### Work to be completed:
Set out exactly, line by line, the stretch of data below that begins at the line containing "of the brown" and ends at the line containing "of the fern-like", with both ends kept.

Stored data
##############################
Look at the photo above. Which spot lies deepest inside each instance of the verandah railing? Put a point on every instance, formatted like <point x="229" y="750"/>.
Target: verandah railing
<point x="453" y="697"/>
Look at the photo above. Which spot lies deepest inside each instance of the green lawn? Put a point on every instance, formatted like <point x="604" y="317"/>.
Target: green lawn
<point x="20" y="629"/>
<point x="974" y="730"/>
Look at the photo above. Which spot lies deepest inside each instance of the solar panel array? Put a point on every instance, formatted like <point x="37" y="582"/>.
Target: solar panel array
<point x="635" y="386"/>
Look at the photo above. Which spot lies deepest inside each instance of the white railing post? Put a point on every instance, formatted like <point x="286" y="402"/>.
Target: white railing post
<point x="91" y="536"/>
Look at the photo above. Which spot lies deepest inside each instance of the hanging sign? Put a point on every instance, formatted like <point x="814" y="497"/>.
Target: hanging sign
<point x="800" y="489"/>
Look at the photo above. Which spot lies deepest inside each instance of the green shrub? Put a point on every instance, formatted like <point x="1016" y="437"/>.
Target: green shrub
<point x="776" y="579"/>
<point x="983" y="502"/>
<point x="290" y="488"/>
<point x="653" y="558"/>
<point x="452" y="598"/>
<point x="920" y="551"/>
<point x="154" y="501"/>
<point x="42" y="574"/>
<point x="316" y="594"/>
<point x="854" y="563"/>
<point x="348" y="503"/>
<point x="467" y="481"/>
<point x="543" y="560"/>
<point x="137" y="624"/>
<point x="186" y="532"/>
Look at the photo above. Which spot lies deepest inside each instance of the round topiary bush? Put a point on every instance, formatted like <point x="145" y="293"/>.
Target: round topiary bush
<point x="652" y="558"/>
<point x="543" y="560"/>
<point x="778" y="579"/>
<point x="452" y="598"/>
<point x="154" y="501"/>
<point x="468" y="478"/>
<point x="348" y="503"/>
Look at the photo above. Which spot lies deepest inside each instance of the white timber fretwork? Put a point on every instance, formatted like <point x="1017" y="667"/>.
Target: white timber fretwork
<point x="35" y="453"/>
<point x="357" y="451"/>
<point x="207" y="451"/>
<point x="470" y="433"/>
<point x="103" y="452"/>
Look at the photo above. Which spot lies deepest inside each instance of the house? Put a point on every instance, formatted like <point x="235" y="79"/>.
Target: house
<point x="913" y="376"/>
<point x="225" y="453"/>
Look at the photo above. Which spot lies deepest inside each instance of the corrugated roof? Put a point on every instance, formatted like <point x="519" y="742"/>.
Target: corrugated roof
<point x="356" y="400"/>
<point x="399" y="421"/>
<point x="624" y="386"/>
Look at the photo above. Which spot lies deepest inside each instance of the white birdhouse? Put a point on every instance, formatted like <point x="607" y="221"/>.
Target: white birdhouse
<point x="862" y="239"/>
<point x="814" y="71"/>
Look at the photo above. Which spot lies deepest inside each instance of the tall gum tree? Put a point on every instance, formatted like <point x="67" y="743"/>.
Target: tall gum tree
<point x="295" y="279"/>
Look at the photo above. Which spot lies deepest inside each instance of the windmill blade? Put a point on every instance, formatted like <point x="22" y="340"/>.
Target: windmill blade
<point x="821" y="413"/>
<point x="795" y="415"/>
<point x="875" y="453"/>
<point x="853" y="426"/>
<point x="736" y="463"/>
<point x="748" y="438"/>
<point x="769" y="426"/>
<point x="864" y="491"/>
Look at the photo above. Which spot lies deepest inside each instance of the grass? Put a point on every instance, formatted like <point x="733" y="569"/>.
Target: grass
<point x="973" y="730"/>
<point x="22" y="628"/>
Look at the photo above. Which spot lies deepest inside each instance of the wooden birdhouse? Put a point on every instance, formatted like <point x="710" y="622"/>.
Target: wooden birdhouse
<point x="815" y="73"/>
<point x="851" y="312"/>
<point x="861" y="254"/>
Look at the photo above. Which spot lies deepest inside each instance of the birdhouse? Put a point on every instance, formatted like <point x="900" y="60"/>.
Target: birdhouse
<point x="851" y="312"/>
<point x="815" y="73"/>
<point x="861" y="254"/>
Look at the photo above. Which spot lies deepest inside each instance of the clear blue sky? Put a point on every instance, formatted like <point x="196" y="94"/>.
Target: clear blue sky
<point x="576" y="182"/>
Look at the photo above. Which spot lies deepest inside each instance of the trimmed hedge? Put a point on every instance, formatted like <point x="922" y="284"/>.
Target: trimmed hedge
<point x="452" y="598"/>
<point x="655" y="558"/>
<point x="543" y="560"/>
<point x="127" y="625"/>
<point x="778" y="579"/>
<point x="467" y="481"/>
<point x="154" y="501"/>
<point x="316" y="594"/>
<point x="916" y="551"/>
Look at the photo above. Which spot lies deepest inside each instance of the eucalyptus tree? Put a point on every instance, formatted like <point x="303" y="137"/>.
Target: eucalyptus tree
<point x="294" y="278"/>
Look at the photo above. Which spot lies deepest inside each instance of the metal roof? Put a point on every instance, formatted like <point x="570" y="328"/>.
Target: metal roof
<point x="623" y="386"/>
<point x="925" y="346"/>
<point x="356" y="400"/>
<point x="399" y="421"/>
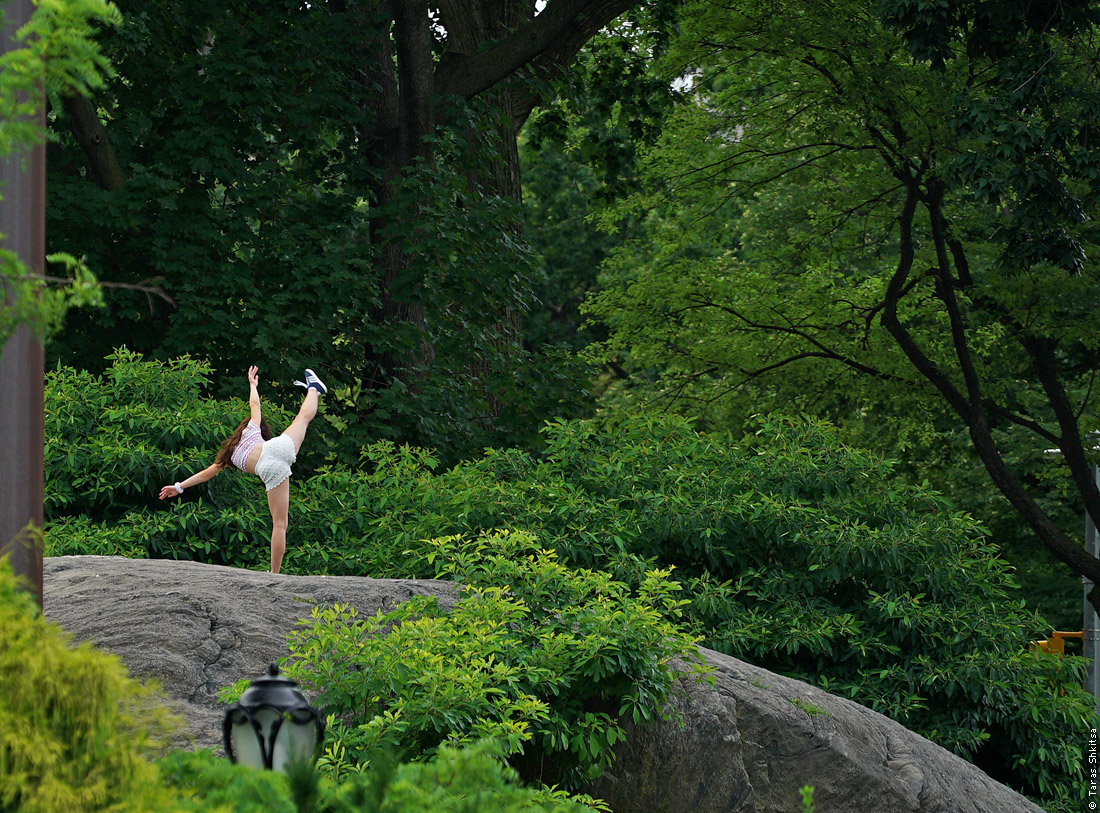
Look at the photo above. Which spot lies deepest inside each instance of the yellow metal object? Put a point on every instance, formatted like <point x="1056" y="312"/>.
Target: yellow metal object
<point x="1056" y="644"/>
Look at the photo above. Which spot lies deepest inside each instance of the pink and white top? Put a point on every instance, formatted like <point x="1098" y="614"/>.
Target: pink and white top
<point x="250" y="437"/>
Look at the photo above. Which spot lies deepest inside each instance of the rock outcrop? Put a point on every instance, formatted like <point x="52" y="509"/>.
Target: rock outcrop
<point x="197" y="628"/>
<point x="748" y="742"/>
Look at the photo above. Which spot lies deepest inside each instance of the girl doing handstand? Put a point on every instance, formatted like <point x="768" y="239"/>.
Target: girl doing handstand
<point x="251" y="449"/>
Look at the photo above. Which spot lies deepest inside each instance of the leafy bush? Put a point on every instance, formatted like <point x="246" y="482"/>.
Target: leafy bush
<point x="113" y="440"/>
<point x="542" y="658"/>
<point x="75" y="729"/>
<point x="458" y="780"/>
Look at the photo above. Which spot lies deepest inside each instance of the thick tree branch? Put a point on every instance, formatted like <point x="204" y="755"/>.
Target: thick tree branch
<point x="99" y="157"/>
<point x="1064" y="548"/>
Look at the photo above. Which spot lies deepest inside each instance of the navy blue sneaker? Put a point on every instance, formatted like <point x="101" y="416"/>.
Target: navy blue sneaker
<point x="312" y="383"/>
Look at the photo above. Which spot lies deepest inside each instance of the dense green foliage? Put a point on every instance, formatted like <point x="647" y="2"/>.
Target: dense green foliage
<point x="820" y="194"/>
<point x="75" y="731"/>
<point x="539" y="657"/>
<point x="113" y="440"/>
<point x="793" y="551"/>
<point x="78" y="734"/>
<point x="260" y="191"/>
<point x="61" y="54"/>
<point x="458" y="780"/>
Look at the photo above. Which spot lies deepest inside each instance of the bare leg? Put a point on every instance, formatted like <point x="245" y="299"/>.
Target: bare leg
<point x="300" y="423"/>
<point x="278" y="502"/>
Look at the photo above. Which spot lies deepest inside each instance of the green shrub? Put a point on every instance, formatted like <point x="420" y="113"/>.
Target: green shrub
<point x="539" y="657"/>
<point x="75" y="729"/>
<point x="113" y="440"/>
<point x="458" y="780"/>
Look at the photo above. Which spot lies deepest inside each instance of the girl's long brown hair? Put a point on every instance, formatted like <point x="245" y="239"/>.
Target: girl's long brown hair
<point x="230" y="443"/>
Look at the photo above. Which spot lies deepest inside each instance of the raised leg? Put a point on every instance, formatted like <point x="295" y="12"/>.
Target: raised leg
<point x="278" y="502"/>
<point x="300" y="423"/>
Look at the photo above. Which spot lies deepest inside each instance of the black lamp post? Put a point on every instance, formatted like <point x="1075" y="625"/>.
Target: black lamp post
<point x="272" y="724"/>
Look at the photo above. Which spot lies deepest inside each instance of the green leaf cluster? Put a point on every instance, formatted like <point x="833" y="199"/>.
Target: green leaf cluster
<point x="458" y="780"/>
<point x="76" y="733"/>
<point x="113" y="440"/>
<point x="59" y="53"/>
<point x="540" y="657"/>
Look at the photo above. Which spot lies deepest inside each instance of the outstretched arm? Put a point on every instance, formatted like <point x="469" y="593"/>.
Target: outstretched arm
<point x="171" y="491"/>
<point x="254" y="394"/>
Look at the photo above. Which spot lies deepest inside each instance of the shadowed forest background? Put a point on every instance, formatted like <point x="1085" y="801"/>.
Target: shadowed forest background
<point x="792" y="298"/>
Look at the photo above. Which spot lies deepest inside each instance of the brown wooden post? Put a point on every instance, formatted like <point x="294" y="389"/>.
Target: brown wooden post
<point x="23" y="224"/>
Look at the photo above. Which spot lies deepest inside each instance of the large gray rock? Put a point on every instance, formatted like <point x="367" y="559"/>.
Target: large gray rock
<point x="748" y="744"/>
<point x="197" y="628"/>
<point x="754" y="738"/>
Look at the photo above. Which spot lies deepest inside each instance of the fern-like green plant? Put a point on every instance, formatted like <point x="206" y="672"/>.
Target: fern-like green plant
<point x="75" y="731"/>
##############################
### Problem solution:
Look at the photo above. Which spot lies deepest inside each instance of the brown wooden post? Put a point on every instance, formatted like <point x="294" y="389"/>.
Target: brown wooden post
<point x="23" y="224"/>
Look at the photo above. Which spot lies deepest inside each instance of the large gray rock? Put a point on every instance, formatted like <point x="367" y="559"/>.
Target: large gray rock
<point x="748" y="744"/>
<point x="197" y="628"/>
<point x="754" y="738"/>
Look at the photo above. Which spot lies deepest inside each instance of the fern-like green plant? Put a point on every instance, formatted like <point x="206" y="672"/>.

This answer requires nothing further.